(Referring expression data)
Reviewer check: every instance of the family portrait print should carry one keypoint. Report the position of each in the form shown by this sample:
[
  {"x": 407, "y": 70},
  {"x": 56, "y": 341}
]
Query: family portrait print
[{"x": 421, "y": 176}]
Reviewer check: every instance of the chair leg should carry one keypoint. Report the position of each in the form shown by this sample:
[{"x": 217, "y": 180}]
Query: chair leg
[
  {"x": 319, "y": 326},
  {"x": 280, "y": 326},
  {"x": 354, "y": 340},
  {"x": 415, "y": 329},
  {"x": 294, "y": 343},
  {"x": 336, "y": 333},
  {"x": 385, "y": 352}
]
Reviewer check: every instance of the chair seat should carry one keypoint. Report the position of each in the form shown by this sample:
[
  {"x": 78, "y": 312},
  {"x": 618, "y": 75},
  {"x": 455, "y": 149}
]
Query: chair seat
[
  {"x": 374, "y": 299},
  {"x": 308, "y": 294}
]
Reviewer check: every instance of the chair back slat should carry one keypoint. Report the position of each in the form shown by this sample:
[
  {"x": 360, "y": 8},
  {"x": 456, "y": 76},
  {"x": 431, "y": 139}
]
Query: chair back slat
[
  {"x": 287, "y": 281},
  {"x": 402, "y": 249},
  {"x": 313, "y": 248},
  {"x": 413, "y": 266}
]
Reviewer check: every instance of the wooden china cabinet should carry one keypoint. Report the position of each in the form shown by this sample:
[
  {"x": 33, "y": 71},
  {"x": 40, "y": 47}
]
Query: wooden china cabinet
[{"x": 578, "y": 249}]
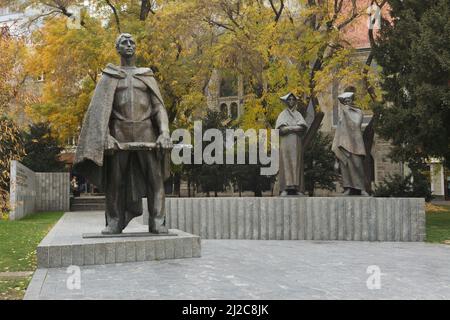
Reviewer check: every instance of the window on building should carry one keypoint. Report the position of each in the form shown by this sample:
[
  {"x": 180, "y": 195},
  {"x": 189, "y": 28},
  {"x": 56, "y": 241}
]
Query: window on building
[
  {"x": 228, "y": 85},
  {"x": 234, "y": 111},
  {"x": 224, "y": 109}
]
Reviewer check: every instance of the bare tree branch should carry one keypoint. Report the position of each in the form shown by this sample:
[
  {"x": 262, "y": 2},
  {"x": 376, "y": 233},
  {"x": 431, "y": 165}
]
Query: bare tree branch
[
  {"x": 146, "y": 8},
  {"x": 116, "y": 15}
]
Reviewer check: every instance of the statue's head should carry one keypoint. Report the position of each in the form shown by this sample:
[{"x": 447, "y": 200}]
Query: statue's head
[
  {"x": 125, "y": 45},
  {"x": 348, "y": 96},
  {"x": 290, "y": 100}
]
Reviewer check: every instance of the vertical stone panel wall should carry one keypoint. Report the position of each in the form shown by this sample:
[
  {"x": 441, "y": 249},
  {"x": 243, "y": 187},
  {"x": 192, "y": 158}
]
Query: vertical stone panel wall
[
  {"x": 22, "y": 194},
  {"x": 53, "y": 192},
  {"x": 32, "y": 192},
  {"x": 338, "y": 218}
]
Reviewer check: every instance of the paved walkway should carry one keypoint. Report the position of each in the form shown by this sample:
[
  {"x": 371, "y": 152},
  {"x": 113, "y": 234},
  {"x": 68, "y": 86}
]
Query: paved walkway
[
  {"x": 245, "y": 269},
  {"x": 18, "y": 274}
]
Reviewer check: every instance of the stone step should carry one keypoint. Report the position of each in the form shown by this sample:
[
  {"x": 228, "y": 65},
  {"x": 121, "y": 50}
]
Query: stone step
[{"x": 65, "y": 246}]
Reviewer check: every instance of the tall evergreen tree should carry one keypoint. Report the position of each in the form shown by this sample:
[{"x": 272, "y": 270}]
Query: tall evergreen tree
[{"x": 413, "y": 50}]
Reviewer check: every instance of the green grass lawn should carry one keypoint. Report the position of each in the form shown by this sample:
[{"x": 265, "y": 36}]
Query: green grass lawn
[
  {"x": 19, "y": 239},
  {"x": 18, "y": 242},
  {"x": 438, "y": 225}
]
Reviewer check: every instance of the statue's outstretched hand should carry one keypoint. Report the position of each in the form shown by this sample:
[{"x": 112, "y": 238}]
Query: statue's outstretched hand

▸ EXERCISE AIM: Give a verbatim transcription of the entries, leaving out the pictures.

▸ EXERCISE ANSWER:
Reviewer check: every instance of the family portrait print should carry one keypoint. Report the position of each in the form shown by this sample:
[
  {"x": 407, "y": 70},
  {"x": 56, "y": 341}
]
Query: family portrait print
[{"x": 421, "y": 176}]
Reviewer check: every instance of the chair leg should carry one keypoint. Report the position of each in the form shown by this sample:
[{"x": 217, "y": 180}]
Query: chair leg
[
  {"x": 319, "y": 326},
  {"x": 280, "y": 326},
  {"x": 354, "y": 340},
  {"x": 415, "y": 329},
  {"x": 294, "y": 343},
  {"x": 336, "y": 333},
  {"x": 385, "y": 352}
]
Reviewer check: every instance of the chair seat should carry one keypoint. Report the position of each in the form shown by this sample:
[
  {"x": 78, "y": 312},
  {"x": 618, "y": 75},
  {"x": 455, "y": 149}
]
Query: chair seat
[
  {"x": 374, "y": 299},
  {"x": 308, "y": 294}
]
Reviewer check: every instance of the chair back slat should carry one keypoint. Report the position of each in the form shown by this sample:
[
  {"x": 360, "y": 8},
  {"x": 456, "y": 76},
  {"x": 431, "y": 139}
]
Query: chair back slat
[
  {"x": 287, "y": 281},
  {"x": 402, "y": 249},
  {"x": 313, "y": 248},
  {"x": 413, "y": 266}
]
Reviewer check: every instance of the wooden china cabinet should carry one keypoint. Report the position of each in the form shown by this sample:
[
  {"x": 33, "y": 71},
  {"x": 40, "y": 47}
]
Query: wooden china cabinet
[{"x": 578, "y": 249}]
Reviewer check: every instance of the window on building should carry one keypoint. Report the position of each in the form shown by this sample:
[
  {"x": 180, "y": 195},
  {"x": 189, "y": 28},
  {"x": 56, "y": 241}
]
Query: window on building
[
  {"x": 228, "y": 85},
  {"x": 234, "y": 111},
  {"x": 224, "y": 109}
]
Reviewer check: every instance of the bare tree branch should carry one keypoint. Report the position of each in the form shown by this sample:
[
  {"x": 262, "y": 2},
  {"x": 376, "y": 233},
  {"x": 431, "y": 165}
]
Query: bare tree branch
[
  {"x": 146, "y": 8},
  {"x": 116, "y": 15}
]
Reviewer check: every instance of the statue's head should carry one keypoint. Report the position of each in the form shown by this sample:
[{"x": 447, "y": 200}]
Query: statue's head
[
  {"x": 125, "y": 45},
  {"x": 348, "y": 96},
  {"x": 290, "y": 100}
]
Reviewer check: every instance of the vertical stone panel wall should carry one keypoint. Report the position of each in the form shown by this sample:
[
  {"x": 441, "y": 249},
  {"x": 243, "y": 187},
  {"x": 192, "y": 158}
]
Query: vertical stone panel wall
[
  {"x": 22, "y": 194},
  {"x": 53, "y": 192},
  {"x": 32, "y": 192},
  {"x": 338, "y": 218}
]
Reviewer check: every instance of the paved walkway should carry one keypoint. Report the position of each in the form shown by this sample:
[
  {"x": 371, "y": 152},
  {"x": 113, "y": 234},
  {"x": 68, "y": 86}
]
Query: paved walkway
[
  {"x": 245, "y": 269},
  {"x": 18, "y": 274}
]
Reviewer check: every instance of the stone step should carry one keypoint. Report the position of each in the form shown by this sample:
[
  {"x": 228, "y": 65},
  {"x": 121, "y": 50}
]
Query: stone step
[{"x": 65, "y": 246}]
Reviewer check: every instance of the tall evergreen tree should carry one keypoint. Report the position of each in the form shown by this sample:
[{"x": 272, "y": 270}]
Query: tall evergreen tree
[{"x": 413, "y": 50}]
Reviewer check: every instance of the green grass lawn should carry one keypoint. Report the position of each in the form shown by this sample:
[{"x": 265, "y": 36}]
Query: green grass lawn
[
  {"x": 19, "y": 239},
  {"x": 18, "y": 242},
  {"x": 438, "y": 225}
]
Reviewer check: every instance of the statue's outstretched hand should carry one keypoint. Report the position of each in the form shown by this sample:
[{"x": 112, "y": 238}]
Query: statue's outstretched hand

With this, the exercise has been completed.